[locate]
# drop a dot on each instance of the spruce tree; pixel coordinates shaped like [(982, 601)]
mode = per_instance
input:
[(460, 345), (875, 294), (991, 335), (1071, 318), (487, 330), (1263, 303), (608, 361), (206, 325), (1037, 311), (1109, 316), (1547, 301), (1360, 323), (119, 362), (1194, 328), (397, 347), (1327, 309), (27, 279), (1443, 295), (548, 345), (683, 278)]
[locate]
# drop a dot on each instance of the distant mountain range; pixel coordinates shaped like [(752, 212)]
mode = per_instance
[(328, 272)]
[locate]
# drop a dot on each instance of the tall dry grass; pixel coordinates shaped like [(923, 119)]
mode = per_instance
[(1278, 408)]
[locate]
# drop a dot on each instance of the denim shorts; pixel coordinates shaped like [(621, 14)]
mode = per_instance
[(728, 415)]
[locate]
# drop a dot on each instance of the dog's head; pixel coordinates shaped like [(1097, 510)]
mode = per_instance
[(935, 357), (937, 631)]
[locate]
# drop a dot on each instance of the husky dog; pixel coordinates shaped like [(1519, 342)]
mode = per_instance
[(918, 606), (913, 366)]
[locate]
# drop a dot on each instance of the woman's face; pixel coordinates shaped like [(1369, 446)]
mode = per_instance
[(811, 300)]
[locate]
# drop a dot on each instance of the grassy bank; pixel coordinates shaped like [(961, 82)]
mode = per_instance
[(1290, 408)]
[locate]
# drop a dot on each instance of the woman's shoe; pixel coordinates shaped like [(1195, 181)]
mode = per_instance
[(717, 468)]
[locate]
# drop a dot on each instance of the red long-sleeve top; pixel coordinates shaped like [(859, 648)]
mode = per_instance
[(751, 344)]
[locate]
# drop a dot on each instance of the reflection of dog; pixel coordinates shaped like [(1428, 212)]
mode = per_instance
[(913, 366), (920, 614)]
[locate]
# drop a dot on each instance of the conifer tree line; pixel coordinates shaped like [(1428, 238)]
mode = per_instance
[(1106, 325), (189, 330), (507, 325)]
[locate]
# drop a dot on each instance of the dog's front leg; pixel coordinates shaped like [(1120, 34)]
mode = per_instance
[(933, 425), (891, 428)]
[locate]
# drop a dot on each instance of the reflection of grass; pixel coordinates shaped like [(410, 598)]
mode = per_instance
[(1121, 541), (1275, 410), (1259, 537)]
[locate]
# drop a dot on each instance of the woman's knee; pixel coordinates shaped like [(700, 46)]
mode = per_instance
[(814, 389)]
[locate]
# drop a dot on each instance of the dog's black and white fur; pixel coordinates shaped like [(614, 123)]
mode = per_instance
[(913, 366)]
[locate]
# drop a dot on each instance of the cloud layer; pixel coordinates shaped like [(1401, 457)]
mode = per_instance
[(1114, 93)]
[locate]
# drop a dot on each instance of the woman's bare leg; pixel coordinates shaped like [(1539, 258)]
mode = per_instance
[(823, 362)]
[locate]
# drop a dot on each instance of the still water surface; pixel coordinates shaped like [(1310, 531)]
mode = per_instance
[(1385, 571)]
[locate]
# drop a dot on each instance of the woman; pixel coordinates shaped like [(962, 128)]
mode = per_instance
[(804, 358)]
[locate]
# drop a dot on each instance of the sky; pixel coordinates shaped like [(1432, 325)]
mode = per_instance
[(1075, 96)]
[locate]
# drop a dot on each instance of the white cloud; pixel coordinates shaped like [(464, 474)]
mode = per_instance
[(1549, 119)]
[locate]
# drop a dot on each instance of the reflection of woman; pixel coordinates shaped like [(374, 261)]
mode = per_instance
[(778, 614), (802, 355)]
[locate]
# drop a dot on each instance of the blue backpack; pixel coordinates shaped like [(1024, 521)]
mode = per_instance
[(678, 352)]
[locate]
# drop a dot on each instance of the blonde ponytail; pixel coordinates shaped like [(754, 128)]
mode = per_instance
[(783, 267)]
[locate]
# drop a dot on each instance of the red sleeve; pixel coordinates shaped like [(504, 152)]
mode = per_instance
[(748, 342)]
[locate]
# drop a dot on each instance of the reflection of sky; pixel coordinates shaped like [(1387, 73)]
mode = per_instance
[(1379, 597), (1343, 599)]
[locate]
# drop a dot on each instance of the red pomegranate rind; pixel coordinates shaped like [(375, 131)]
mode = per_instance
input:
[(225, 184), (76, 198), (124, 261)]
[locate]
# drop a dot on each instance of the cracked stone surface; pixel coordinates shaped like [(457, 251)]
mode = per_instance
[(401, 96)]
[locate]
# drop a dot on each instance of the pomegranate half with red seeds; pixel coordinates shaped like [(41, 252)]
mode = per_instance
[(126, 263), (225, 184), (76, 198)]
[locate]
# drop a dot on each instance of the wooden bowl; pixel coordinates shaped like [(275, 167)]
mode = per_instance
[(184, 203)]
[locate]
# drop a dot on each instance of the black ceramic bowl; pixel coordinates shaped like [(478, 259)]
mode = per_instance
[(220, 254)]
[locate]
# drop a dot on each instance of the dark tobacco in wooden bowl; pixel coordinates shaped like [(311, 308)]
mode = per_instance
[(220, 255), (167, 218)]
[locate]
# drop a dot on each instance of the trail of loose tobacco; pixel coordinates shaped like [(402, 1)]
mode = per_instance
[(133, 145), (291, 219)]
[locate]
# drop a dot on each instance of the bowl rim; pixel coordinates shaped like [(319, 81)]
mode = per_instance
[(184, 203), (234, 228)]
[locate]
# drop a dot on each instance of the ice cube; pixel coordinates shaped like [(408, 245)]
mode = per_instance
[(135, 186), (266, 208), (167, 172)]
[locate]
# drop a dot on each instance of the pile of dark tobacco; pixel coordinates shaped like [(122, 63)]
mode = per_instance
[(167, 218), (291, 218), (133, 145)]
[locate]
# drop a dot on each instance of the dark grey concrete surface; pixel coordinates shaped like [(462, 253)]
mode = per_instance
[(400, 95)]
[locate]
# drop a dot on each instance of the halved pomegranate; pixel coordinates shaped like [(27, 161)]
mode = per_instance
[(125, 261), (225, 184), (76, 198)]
* * * * * * * * *
_What the task asks:_ Repeat every entry exactly, leaving nothing out.

_Task output:_
[locate]
# drop a dot on each instance of the spruce tree; pixel coordinates shaped like [(982, 601)]
mode = per_instance
input:
[(460, 345), (875, 294), (991, 335), (1071, 318), (487, 330), (1263, 303), (608, 361), (206, 325), (1037, 311), (1109, 316), (1547, 301), (1360, 323), (119, 362), (1194, 328), (397, 347), (1327, 309), (27, 279), (1443, 295), (548, 345), (683, 278)]
[locate]
# drop a dot on each instance of the distant mountain range; pixel coordinates shaped like [(752, 212)]
mode = per_instance
[(328, 272)]
[locate]
# drop a dot on each instance of the tall dry grass; pixel coordinates shaped like [(923, 119)]
mode = per_instance
[(1278, 408)]
[locate]
# drop a dot on each instance of the denim shorts; pixel coordinates shaped like [(621, 14)]
mode = per_instance
[(728, 415)]
[locate]
# drop a dot on each instance of the dog's head; pixel coordinates shaped like [(1097, 510)]
mode = per_instance
[(935, 357), (937, 631)]
[locate]
# drop a dot on each instance of the husky dog; pixel coordinates shaped like [(1519, 342)]
mode = per_instance
[(918, 606), (913, 366)]
[locate]
# drop a dot on each instance of the woman's face; pixel coordinates shaped like [(1369, 446)]
mode = per_instance
[(811, 300)]
[locate]
# drop a dot on each instance of the grassy bank; pixel coordinates shaped like [(961, 82)]
mode = per_instance
[(1290, 408)]
[locate]
# drop a dot on each instance of the woman's shoe; pixel coordinates shaped like [(1195, 181)]
mode = per_instance
[(717, 468)]
[locate]
# drop a dot on each instance of the red long-sleeve top; pixel coordinates shaped like [(859, 648)]
mode = per_instance
[(751, 344)]
[locate]
# drop a dot on each instance of the reflection of dog; pixel coordinates shaped like [(1428, 212)]
mode = per_instance
[(913, 366), (920, 614)]
[locate]
# drop a dot on each instance of the conifer tree line; pixel coordinates shaped like [(1428, 238)]
mode = per_instance
[(1106, 325), (189, 330), (507, 325)]
[locate]
# drop a dot on each instance of the dog's front leg; pixel coordinates shaped like [(1120, 34)]
mode = per_instance
[(933, 425), (891, 428)]
[locate]
# drop a dot on each instance of the reflection of grass; pixel coordinates shaped like [(410, 598)]
mode = per_instance
[(1121, 541), (1275, 410), (1259, 537)]
[locate]
# drop a dot on each instance of the woman's knee; pixel coordinates shaped like [(700, 46)]
mode = per_instance
[(814, 389)]
[locate]
# drop a dot on each instance of the dog's black and white fur; pixel coordinates shaped like [(614, 123)]
mode = per_instance
[(913, 366)]
[locate]
# drop a dot on each instance of the cloud layer; pixel coordinates shaped like [(1401, 457)]
mode = per_instance
[(1114, 93)]
[locate]
# drop a dot on each instance of the woman's bare leg; pixel coordinates shaped like [(1539, 258)]
mode = per_instance
[(823, 362)]
[locate]
# drop a dot on each instance of the still water surface; pixel coordinates shaped like [(1310, 531)]
mode = per_instance
[(1385, 571)]
[locate]
# drop a dot on each instance of the woman; pixel coordinates shaped like [(962, 128)]
mode = per_instance
[(804, 358)]
[locate]
# drop a dot on each instance of the sky; pixel coordinates shaped like [(1432, 325)]
mode = per_instance
[(1075, 96)]
[locate]
# drop a dot on each instance of the white cloud; pixel coordinates shaped like [(464, 474)]
mode = per_instance
[(1549, 119)]
[locate]
# drop a dot on each instance of the reflection of woman; pixel coordinates shaped like [(374, 261)]
mode = per_instance
[(778, 614), (802, 355)]
[locate]
# drop a dot on each instance of the blue backpack; pixel coordinates shaped like [(1024, 521)]
mode = per_instance
[(678, 352)]
[locate]
# drop a dot on each instance of the blonde ponytail; pixel coordinates shaped like [(754, 128)]
mode = per_instance
[(783, 267)]
[locate]
# drop a dot on each instance of the red sleeve; pixel coordinates shaped like [(504, 152)]
mode = per_instance
[(748, 342)]
[locate]
# drop a dot on each instance of the reflection of sky; pixel coordinates shaped like [(1387, 73)]
mode = per_instance
[(1379, 597), (1343, 599)]
[locate]
# drop a dot on each instance of the red pomegranate rind; pixel coordinates shaped like [(375, 131)]
mode = per_instance
input:
[(225, 184), (76, 198), (124, 261)]
[locate]
# drop a dot on each instance of the cracked stone surface; pixel coordinates shaped like [(457, 251)]
mode = per_instance
[(401, 96)]
[locate]
# drop a dot on each instance of the pomegranate half with red seeds; pixel coordinates shaped like [(41, 252)]
mode = per_instance
[(126, 263), (225, 184), (76, 198)]
[locate]
# drop a dot on each instance of the wooden bowl; pixel coordinates shaped like [(275, 167)]
mode = per_instance
[(184, 203)]
[locate]
# drop a dot on each instance of the black ceramic bowl; pixel coordinates shaped like [(478, 259)]
mode = per_instance
[(220, 254)]
[locate]
# drop a dot on each instance of the dark tobacco in wooden bowl; pixel coordinates shaped like [(311, 308)]
mode = per_instance
[(220, 255), (167, 218)]
[locate]
# drop a dot on each instance of the trail of loose tobacco; pixel coordinates shaped like [(402, 1)]
mode = per_instance
[(133, 145), (291, 219)]
[locate]
# drop a dot on each instance of the bowl rim; pixel coordinates shaped like [(319, 81)]
mode = per_instance
[(184, 203), (234, 228)]
[locate]
# drop a dot on each instance of the ice cube; pixel coordinates shaped like [(408, 245)]
mode = per_instance
[(135, 186), (266, 208), (167, 172)]
[locate]
# drop a dot on each instance of the pile of dark tobacco; pixel coordinates shaped like [(122, 63)]
mode = per_instance
[(167, 218), (291, 218), (133, 145)]
[locate]
# drop a dot on each instance of the dark grey concrete surface; pixel coordinates shaped like [(462, 253)]
mode = per_instance
[(400, 95)]
[locate]
# drop a dot on each instance of the halved pomegranate; pixel coordinates shaped like [(27, 161)]
mode = per_instance
[(125, 261), (225, 184), (76, 198)]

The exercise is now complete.